Impact on Operations

  • Dispute resolution: Must complete investigations within 12-month window
  • Audit preparation: Must rely on summary data for audits beyond 12 months
  • Analytics workflows: Analysts must understand data availability windows
  • Database maintenance: Regular archiving/deletion jobs will impact database performance during execution

Risks

  1. Data deletion errors: Risk of accidentally deleting data still needed for active disputes
  2. Mitigation: Implement hold/flag system for data involved in active disputes; maintain audit trail of deletions

  3. Incomplete anonymization: Risk of re-identification through quasi-identifiers

  4. Mitigation: Use industry-standard anonymization techniques; periodic privacy reviews

  5. Operational impact on Postgres: Deletion/archiving may degrade service performance

  6. Mitigation: Thorough testing in staging; implement during low-traffic windows; assess impact before full rollout

  7. Compliance gaps during transition: Period between policy adoption and full implementation

  8. Mitigation: Prioritize highest-risk data (longest retention) for initial cleanup; document interim state

  9. Evolving regulations: Future regulations may require different retention periods

  10. Mitigation: Design flexible system that can adapt retention periods; annual policy review

  11. Third-party constraints: TUNE and other platforms may limit our ability to delete data

  12. Mitigation: Document constraints; ensure contracts allow for data deletion requests

NOTES

Implementation Phases

Phase 1: Policy Documentation & Planning (Months 1-2) - Finalize retention periods with legal/compliance review - Document PII fields across all systems - Design anonymization/deletion workflows - Assess Postgres archiving impact with platform engineering

Phase 2: Infrastructure Setup (Months 3-4) - Implement Airflow/MWAA jobs for Redshift and S3 - Develop dbt anonymization transformations - Create monitoring and alerting - Implement dispute hold/flag system

Phase 3: Initial Cleanup (Month 5) - Backfill deletion of data beyond 12-month retention - Verify data integrity post-deletion - Address any operational issues

Phase 4: Postgres Implementation (Months 6-7) - Implement Laravel scheduled tasks for archiving/deletion (likely approach) - Test operational impact in staging - Gradual rollout to production

Phase 5: Ongoing Operations - Scheduled jobs run automatically - Quarterly compliance audits - Annual policy review

Open Questions

  1. Specific retention requirements for CPA platform data (Rakuten, etc.)

§ Data lines
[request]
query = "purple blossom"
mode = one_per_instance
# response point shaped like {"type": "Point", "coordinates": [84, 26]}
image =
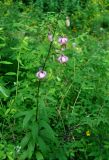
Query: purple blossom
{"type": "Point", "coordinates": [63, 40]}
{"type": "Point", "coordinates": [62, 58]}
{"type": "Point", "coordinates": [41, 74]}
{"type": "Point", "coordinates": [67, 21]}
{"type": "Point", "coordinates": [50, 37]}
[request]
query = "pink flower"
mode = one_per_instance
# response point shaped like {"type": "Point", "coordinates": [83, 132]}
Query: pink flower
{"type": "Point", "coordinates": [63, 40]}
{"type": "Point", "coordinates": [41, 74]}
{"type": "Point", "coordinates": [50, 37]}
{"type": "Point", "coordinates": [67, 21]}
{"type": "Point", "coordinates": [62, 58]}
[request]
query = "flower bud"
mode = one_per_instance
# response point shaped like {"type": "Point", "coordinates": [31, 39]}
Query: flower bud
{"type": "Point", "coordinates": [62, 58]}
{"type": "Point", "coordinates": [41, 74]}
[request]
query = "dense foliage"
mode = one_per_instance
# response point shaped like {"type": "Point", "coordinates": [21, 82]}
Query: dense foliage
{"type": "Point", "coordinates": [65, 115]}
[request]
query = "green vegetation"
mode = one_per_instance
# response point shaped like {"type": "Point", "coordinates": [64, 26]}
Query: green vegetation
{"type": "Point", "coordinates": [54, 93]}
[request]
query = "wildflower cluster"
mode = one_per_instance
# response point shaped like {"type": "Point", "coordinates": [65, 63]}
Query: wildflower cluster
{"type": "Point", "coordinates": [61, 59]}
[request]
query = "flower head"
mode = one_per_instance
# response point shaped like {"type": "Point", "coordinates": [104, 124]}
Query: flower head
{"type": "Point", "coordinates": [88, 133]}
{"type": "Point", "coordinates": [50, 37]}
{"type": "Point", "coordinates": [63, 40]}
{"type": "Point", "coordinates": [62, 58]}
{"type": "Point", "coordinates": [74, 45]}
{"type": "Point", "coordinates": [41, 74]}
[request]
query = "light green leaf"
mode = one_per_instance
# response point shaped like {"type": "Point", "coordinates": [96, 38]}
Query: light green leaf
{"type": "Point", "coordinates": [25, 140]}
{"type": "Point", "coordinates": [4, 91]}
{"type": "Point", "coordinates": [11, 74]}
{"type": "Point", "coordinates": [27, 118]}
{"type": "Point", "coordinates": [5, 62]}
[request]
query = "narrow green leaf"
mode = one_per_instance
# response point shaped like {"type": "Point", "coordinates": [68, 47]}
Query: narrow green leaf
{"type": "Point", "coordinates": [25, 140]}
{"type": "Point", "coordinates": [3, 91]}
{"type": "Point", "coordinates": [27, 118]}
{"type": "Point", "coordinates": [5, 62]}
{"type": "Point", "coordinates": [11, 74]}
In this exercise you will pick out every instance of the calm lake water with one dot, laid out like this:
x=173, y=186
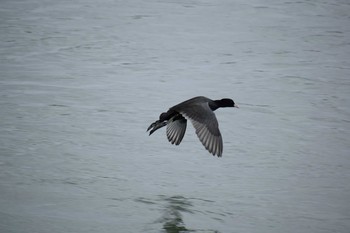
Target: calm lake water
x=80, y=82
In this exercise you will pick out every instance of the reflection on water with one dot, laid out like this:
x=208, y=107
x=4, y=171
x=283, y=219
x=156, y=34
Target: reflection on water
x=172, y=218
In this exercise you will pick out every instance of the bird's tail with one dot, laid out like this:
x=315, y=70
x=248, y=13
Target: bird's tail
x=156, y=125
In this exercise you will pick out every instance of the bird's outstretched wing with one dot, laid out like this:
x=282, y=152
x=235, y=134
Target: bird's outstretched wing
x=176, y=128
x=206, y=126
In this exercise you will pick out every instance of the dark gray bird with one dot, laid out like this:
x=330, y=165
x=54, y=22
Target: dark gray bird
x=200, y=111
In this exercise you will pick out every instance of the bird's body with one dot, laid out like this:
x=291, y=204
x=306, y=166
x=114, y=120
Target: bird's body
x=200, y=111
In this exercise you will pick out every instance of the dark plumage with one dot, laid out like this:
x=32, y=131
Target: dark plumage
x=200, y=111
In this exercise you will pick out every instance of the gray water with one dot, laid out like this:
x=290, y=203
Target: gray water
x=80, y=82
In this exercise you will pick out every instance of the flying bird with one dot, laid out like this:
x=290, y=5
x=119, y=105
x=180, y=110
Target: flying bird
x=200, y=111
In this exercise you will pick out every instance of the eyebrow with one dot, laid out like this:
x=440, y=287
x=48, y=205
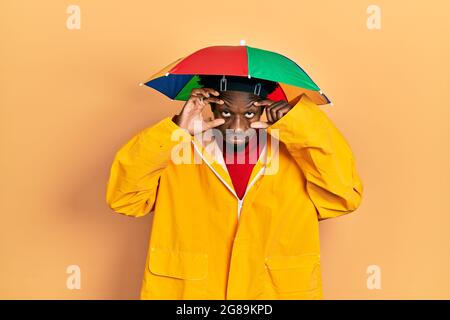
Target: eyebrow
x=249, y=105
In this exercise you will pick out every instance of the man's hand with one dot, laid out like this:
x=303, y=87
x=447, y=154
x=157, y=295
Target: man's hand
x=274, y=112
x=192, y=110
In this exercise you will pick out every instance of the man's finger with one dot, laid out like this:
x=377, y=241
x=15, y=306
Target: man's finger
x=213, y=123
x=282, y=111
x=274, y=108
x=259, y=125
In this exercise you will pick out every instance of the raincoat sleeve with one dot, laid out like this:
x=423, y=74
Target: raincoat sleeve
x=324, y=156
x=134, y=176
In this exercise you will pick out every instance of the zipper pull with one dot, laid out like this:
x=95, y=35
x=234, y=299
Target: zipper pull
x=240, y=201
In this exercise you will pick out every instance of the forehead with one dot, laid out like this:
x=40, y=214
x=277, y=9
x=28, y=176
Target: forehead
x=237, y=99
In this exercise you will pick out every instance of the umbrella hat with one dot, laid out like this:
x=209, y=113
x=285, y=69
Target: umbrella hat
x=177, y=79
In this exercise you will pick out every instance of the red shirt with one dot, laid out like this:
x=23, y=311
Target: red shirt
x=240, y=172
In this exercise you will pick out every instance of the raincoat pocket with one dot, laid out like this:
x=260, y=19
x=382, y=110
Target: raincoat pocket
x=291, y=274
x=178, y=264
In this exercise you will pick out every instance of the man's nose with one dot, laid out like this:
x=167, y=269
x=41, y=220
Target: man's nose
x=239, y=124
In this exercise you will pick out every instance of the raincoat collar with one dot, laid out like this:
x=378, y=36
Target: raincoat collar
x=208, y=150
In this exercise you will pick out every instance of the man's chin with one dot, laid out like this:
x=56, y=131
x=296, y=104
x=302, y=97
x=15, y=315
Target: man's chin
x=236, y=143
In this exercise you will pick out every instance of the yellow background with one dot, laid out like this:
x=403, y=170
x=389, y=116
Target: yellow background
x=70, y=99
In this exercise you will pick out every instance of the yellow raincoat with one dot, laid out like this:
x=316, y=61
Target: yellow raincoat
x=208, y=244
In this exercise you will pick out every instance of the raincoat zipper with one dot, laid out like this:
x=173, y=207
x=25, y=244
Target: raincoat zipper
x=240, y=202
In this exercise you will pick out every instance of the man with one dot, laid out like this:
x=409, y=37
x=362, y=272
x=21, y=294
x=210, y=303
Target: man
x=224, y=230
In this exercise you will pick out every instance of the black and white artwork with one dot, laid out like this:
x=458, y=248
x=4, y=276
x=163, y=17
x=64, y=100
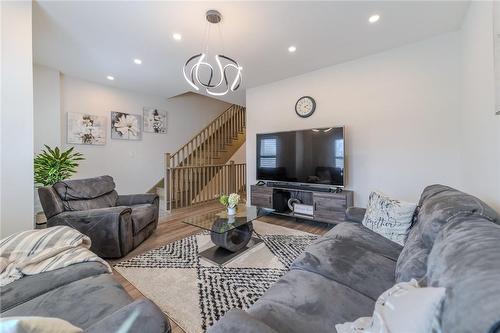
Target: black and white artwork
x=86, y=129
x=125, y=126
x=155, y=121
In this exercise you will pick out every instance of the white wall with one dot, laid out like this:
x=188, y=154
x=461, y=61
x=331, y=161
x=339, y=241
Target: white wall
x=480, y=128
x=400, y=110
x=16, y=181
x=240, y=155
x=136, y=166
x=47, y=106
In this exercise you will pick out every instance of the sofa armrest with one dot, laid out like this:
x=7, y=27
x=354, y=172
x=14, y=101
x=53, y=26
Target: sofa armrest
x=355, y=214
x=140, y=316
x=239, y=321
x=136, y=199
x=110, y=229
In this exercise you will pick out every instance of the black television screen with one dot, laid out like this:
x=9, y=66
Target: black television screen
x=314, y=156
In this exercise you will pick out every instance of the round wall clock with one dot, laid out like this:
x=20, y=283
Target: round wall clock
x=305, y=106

§ Requests
**a)** In the data retention plan, how often are compliance audits held during ongoing operations?
**b)** Please echo everything in the data retention plan from "Phase 4: Postgres" down to "data (Rakuten, etc.)".

§ Solved problems
**a)** Quarterly.

**b)**
Phase 4: Postgres Implementation (Months 6-7) - Implement Laravel scheduled tasks for archiving/deletion (likely approach) - Test operational impact in staging - Gradual rollout to production

Phase 5: Ongoing Operations - Scheduled jobs run automatically - Quarterly compliance audits - Annual policy review

Open Questions

  1. Specific retention requirements for CPA platform data (Rakuten, etc.)